RECORD EXTRACTS:
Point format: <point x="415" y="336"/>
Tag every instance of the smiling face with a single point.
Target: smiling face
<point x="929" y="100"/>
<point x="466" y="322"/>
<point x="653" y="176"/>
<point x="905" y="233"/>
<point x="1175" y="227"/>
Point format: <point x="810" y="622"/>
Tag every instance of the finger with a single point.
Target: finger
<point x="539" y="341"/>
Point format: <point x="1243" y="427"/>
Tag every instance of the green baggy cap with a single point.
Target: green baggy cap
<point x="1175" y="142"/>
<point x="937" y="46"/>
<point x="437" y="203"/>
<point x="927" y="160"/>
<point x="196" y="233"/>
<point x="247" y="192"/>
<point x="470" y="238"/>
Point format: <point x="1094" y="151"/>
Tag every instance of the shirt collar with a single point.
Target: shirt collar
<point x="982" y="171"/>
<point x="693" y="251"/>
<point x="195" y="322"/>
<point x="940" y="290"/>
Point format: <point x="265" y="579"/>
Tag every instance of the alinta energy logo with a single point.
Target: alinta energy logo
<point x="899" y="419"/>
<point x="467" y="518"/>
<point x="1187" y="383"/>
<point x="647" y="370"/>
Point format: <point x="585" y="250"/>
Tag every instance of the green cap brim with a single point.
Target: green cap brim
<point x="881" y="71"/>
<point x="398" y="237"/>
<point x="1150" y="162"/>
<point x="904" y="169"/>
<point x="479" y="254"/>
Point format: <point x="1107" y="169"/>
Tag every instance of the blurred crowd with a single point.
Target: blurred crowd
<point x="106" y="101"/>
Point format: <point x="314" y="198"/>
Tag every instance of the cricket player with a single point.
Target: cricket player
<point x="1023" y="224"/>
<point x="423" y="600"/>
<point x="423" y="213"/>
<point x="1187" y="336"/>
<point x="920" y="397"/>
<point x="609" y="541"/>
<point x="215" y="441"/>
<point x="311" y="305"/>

GOAL:
Pull out each line of the records above that contains the word "player".

FULL RESPONSE:
Tag every instance of the cricket player with a single point.
Target: cricket player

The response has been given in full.